**PROBLEM DESCRIPTION**
Copy the listing below from its start through the line containing "point(226, 71)", including the requests and leaving out the pictures. Scale the x and y coordinates in the answers by 2.5, rounding to whole numbers with halves going up, and leave the sample points in the requests unchanged.

**SOURCE DATA**

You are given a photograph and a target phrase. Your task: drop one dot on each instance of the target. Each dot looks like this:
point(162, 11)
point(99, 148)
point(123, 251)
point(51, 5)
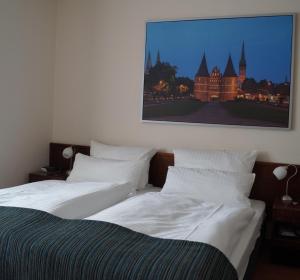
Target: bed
point(82, 237)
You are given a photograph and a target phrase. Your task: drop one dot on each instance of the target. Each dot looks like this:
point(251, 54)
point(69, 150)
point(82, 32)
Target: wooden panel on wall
point(266, 187)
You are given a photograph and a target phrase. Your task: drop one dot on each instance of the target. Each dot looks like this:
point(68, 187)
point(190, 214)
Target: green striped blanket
point(35, 245)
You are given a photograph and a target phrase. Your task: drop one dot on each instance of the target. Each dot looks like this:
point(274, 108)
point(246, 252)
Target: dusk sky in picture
point(268, 44)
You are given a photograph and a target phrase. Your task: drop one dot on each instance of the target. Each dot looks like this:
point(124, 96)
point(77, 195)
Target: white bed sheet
point(173, 216)
point(243, 249)
point(65, 200)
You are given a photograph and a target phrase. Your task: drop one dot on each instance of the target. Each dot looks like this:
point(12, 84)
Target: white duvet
point(66, 200)
point(175, 216)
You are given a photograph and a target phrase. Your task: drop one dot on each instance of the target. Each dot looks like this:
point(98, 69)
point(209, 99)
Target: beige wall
point(27, 35)
point(99, 77)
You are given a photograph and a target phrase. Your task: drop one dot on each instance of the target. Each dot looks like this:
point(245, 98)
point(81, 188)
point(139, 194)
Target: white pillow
point(103, 151)
point(90, 169)
point(221, 160)
point(230, 188)
point(120, 152)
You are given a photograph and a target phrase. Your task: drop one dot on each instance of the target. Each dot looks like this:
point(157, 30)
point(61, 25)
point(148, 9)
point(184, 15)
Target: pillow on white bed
point(230, 188)
point(90, 169)
point(120, 152)
point(221, 160)
point(103, 151)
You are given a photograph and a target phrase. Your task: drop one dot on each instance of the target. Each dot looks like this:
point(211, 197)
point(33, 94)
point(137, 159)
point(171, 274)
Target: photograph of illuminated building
point(226, 71)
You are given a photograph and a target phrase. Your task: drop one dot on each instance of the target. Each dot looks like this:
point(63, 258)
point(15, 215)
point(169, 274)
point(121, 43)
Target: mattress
point(243, 249)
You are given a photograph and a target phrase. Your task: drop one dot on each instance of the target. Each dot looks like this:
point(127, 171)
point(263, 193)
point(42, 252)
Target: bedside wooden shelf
point(285, 217)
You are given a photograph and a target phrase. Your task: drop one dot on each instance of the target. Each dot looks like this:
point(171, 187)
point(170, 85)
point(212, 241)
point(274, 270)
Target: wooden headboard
point(266, 187)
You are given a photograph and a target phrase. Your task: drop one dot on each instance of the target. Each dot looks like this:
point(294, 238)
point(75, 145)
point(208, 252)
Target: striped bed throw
point(35, 245)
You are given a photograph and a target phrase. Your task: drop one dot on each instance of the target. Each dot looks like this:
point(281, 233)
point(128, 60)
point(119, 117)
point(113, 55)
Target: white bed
point(65, 200)
point(244, 247)
point(145, 213)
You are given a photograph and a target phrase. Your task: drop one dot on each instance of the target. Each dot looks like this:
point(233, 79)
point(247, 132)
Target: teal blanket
point(35, 245)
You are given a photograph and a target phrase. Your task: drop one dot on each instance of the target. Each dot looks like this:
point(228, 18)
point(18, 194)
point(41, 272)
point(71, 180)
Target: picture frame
point(227, 71)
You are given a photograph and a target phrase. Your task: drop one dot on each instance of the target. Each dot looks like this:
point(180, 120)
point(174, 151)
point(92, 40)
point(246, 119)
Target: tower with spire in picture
point(217, 86)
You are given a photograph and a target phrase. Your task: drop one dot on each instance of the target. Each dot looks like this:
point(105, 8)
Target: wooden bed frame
point(266, 187)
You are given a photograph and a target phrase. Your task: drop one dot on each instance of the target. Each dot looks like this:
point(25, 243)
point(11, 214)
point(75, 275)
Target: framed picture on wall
point(235, 71)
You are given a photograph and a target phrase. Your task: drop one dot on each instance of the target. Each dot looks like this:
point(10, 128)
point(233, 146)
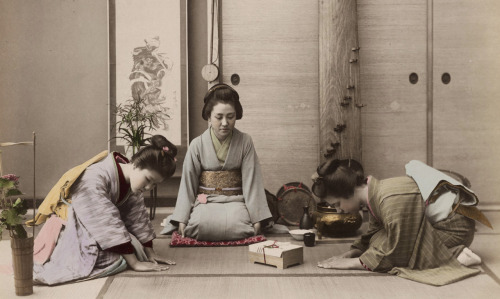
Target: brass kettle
point(329, 222)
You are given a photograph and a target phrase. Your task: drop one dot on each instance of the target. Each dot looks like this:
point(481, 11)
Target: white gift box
point(279, 254)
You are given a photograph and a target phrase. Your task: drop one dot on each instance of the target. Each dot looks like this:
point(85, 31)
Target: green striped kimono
point(401, 241)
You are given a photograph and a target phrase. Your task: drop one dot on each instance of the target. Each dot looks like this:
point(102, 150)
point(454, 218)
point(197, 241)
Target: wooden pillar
point(340, 116)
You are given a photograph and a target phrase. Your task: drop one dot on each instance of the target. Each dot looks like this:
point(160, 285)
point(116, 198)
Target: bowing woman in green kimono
point(400, 240)
point(221, 195)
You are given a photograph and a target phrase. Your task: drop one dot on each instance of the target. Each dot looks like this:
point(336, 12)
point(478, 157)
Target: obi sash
point(227, 182)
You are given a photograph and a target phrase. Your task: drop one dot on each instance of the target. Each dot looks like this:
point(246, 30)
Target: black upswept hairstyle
point(338, 178)
point(221, 93)
point(158, 156)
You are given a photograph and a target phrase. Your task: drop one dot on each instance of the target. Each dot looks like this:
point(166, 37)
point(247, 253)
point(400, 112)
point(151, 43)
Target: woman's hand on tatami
point(338, 262)
point(153, 257)
point(256, 227)
point(139, 266)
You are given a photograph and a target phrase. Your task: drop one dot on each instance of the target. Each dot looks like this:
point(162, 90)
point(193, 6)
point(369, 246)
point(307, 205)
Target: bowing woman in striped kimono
point(400, 240)
point(108, 226)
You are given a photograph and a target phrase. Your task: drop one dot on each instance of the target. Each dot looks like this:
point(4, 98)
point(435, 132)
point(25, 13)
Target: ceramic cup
point(309, 239)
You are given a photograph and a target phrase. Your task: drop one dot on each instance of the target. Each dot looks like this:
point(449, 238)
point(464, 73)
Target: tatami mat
point(275, 287)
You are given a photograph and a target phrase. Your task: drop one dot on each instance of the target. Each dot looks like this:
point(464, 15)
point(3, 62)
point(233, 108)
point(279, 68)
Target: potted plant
point(135, 118)
point(12, 219)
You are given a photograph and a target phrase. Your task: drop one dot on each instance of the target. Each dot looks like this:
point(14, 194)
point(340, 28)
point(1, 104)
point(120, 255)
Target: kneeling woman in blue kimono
point(107, 225)
point(221, 195)
point(400, 239)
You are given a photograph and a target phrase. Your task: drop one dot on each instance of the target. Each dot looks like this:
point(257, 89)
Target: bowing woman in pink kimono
point(221, 195)
point(108, 226)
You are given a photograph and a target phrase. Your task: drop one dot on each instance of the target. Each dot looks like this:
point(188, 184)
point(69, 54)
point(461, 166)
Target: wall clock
point(210, 72)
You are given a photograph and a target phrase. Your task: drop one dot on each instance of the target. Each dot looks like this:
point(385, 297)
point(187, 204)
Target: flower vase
point(22, 264)
point(306, 220)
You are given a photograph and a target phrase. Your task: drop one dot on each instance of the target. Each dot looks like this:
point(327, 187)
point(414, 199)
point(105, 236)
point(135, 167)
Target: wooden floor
point(225, 272)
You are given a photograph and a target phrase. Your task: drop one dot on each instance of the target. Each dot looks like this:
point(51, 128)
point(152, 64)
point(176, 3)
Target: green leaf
point(11, 217)
point(13, 192)
point(6, 184)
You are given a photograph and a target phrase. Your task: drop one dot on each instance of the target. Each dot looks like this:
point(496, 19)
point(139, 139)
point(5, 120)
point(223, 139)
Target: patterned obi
point(227, 182)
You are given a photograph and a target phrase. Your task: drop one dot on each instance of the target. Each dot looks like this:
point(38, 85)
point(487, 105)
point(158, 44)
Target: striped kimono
point(95, 223)
point(401, 241)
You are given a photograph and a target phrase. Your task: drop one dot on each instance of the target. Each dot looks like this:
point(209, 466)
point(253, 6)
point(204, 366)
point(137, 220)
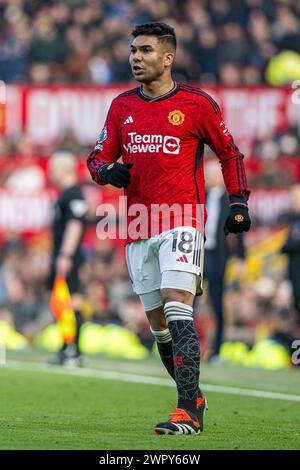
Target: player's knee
point(177, 295)
point(157, 319)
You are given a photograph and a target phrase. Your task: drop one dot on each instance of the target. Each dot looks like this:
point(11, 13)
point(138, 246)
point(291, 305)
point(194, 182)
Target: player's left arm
point(214, 132)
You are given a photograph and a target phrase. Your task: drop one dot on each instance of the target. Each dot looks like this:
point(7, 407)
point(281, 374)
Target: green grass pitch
point(50, 410)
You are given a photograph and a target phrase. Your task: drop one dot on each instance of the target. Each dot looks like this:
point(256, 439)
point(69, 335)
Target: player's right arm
point(102, 161)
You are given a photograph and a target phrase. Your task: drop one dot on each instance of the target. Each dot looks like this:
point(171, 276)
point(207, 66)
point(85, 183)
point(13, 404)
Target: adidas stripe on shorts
point(180, 250)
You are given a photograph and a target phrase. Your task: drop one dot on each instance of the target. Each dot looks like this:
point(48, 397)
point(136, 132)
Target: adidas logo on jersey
point(183, 259)
point(128, 120)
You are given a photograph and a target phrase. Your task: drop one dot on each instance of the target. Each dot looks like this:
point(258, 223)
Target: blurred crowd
point(226, 42)
point(255, 304)
point(230, 42)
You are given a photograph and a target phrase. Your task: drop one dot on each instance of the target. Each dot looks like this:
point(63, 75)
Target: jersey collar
point(165, 96)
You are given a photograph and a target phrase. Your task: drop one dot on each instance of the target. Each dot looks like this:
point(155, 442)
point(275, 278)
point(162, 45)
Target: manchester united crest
point(176, 117)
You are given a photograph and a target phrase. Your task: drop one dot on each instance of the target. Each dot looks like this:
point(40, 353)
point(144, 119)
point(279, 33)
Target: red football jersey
point(164, 138)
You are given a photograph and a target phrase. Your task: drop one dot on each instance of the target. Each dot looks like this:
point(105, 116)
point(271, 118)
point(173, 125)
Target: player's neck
point(158, 88)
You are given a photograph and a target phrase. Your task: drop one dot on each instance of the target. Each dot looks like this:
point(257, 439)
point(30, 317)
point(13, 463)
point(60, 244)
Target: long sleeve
point(214, 132)
point(108, 145)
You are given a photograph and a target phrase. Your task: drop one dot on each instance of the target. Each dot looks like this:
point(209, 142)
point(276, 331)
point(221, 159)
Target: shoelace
point(179, 415)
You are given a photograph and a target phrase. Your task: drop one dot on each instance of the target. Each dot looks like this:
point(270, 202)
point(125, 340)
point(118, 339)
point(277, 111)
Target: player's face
point(148, 59)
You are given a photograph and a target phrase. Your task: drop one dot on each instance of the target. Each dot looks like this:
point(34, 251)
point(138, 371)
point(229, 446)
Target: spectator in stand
point(35, 38)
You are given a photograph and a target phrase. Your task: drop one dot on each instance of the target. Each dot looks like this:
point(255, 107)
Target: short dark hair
point(162, 31)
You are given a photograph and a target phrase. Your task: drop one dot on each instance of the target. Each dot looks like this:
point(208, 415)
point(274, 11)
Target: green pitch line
point(146, 379)
point(65, 410)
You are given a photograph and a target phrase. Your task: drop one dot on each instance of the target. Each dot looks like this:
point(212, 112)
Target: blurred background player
point(292, 246)
point(217, 247)
point(68, 228)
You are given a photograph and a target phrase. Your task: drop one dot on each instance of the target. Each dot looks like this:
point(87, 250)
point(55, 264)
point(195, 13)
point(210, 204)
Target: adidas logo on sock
point(128, 120)
point(183, 259)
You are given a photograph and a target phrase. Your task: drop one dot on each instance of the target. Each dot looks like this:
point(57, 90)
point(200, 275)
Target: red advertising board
point(46, 112)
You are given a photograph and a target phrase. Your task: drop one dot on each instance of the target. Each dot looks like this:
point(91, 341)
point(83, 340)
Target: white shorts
point(172, 259)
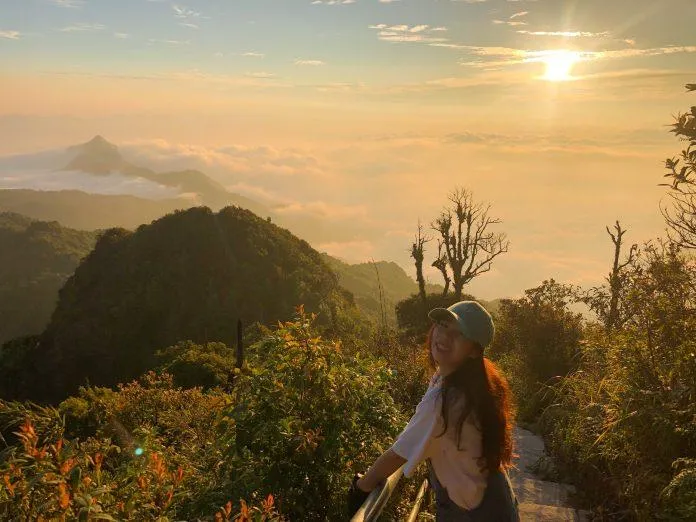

**ANSWER TO THIS TASK**
You are given a photograph and a target phrase. Your task: drop one dot on each instance of the target. Each dot looks like this:
point(162, 11)
point(99, 148)
point(123, 251)
point(51, 5)
Target: bed
point(205, 593)
You are given a photograph and a target phrase. Your task: drop one dot on each instance of the target. Each dot looks like this:
point(251, 54)
point(69, 150)
point(82, 32)
Target: wooden panel on wall
point(665, 468)
You are given a photograph and a target phrase. Your task: drop one dot on each instance of the target. Each dot looks like this:
point(68, 187)
point(190, 214)
Target: green striped blanket
point(88, 613)
You are given a photograph and a target phrase. Your task: drop one dot on each instance of the target. Each dot looks like this:
point(274, 108)
point(246, 252)
Target: dusk sky in picture
point(670, 110)
You are given a photograph and a target phrase. Your task: drop one dot on each instance of the target. Each dot looks like this:
point(124, 96)
point(77, 195)
Target: white bed sheet
point(433, 540)
point(608, 623)
point(163, 500)
You are given a photograph and a target phrase. Your task: drop one dot on each instance of the target. Each dot looks like this:
point(12, 84)
Target: white duvet
point(165, 500)
point(438, 540)
You are given a photograph and a target phrase. Your task: drop one dot on each instance of the target. Each dot looks like this:
point(98, 69)
point(209, 99)
Target: beige wall
point(68, 88)
point(248, 193)
You are given a photograph and a target phrase. Your task: drop one dot on each instance of the target. Each dot looks like this:
point(245, 98)
point(81, 188)
point(139, 194)
Target: white pillow
point(258, 378)
point(225, 423)
point(553, 400)
point(575, 470)
point(300, 380)
You are given a photograph and a target phrase. Your task: drop one dot on each instance of the target. Each dot looks like this:
point(157, 30)
point(61, 25)
point(148, 9)
point(184, 15)
Target: pillow on white bed
point(575, 470)
point(225, 423)
point(300, 380)
point(553, 400)
point(258, 378)
You are given a photograph and a target phrase. Your task: drop one dot on each instance of the target. Each dot looks like this:
point(211, 197)
point(33, 94)
point(137, 159)
point(171, 274)
Target: photograph of illuminated building
point(565, 178)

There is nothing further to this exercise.